[Dataset records]
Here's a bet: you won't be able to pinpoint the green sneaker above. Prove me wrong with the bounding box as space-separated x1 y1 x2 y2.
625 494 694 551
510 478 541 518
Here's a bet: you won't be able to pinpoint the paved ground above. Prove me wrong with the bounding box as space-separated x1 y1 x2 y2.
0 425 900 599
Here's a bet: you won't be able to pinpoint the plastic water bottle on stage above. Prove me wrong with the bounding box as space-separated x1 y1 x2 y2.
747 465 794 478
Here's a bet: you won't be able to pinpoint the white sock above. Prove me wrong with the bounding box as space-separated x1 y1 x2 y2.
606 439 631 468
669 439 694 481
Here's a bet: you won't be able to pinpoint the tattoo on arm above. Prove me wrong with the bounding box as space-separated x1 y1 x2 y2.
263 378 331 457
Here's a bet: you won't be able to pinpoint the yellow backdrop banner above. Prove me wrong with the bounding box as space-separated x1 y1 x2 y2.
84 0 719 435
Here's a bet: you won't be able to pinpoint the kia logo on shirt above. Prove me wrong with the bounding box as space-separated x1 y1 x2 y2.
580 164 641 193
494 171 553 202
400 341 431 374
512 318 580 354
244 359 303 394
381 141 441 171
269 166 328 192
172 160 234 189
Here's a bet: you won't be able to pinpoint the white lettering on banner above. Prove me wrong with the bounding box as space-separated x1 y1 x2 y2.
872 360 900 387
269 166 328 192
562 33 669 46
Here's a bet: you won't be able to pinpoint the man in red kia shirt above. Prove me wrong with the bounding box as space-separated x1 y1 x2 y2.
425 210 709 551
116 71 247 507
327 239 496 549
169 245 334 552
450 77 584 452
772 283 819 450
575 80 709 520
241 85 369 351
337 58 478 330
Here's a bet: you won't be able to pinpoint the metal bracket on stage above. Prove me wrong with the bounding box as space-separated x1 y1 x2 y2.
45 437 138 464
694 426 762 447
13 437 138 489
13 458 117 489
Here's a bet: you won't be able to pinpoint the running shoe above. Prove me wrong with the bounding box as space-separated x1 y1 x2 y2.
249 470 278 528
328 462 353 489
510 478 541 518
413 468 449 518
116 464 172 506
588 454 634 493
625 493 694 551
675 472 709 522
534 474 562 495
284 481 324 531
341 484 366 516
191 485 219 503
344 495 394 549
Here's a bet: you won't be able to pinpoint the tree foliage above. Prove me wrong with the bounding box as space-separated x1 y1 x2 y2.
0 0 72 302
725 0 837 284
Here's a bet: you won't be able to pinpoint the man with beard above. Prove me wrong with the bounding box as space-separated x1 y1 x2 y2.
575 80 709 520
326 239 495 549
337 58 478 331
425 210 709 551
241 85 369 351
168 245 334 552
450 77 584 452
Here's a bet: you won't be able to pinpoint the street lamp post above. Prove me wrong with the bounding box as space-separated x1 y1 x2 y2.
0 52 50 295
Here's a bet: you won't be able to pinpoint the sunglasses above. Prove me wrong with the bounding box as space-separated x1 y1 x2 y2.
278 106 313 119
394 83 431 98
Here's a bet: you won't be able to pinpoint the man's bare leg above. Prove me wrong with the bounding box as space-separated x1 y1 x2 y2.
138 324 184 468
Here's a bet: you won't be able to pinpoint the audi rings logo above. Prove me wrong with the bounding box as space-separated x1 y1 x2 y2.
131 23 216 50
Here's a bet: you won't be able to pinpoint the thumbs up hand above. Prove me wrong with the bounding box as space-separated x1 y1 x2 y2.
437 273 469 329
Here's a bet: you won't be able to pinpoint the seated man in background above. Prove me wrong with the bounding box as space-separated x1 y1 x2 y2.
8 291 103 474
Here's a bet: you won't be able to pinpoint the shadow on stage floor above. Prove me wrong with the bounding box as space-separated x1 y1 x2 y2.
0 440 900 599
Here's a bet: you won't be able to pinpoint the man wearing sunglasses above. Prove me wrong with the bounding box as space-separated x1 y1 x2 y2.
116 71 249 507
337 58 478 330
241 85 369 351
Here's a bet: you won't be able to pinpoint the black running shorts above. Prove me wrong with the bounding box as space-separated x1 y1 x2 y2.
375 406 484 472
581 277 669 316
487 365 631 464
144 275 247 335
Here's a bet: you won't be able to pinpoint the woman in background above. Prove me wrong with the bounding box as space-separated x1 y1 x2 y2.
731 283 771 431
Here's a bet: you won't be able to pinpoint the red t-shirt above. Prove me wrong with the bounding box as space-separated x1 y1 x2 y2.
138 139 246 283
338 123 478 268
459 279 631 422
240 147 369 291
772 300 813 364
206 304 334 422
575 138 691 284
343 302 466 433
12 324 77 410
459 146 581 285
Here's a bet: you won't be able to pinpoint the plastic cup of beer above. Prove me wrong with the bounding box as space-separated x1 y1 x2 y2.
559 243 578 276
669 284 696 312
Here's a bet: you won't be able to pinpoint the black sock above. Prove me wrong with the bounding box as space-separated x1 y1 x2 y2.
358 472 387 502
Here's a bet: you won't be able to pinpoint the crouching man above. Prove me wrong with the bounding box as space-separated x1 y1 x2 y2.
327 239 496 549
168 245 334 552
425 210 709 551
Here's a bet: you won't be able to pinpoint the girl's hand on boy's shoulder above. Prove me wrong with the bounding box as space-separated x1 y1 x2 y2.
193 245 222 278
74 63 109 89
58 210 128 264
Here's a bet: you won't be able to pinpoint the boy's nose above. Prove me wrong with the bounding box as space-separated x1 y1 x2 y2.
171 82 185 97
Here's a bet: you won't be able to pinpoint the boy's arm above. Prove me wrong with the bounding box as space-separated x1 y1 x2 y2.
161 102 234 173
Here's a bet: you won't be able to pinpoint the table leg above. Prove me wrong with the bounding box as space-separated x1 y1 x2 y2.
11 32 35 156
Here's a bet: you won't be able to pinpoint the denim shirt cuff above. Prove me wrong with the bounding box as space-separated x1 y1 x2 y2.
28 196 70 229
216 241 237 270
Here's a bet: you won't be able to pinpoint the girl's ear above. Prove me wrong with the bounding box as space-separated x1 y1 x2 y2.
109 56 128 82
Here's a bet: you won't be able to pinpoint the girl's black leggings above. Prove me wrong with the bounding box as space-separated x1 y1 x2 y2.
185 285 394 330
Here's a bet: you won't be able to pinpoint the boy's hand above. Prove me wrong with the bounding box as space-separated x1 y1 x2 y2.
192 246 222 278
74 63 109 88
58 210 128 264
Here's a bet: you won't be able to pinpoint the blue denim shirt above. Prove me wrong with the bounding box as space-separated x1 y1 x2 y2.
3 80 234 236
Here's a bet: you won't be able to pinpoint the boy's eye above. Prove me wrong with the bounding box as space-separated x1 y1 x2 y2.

What you will do:
List each line from the rows above that contains the word "banner".

Task answer:
Here's a bet: you won't be able to pinpoint the yellow backdrop banner above. Prove me wrong with the bounding box as space-separated x1 y1 x2 y2.
Here's a bet: you won't be able to pinpoint the white lettering on banner above. Prove me wrong with the bounding box as space-separated x1 y1 x2 y2.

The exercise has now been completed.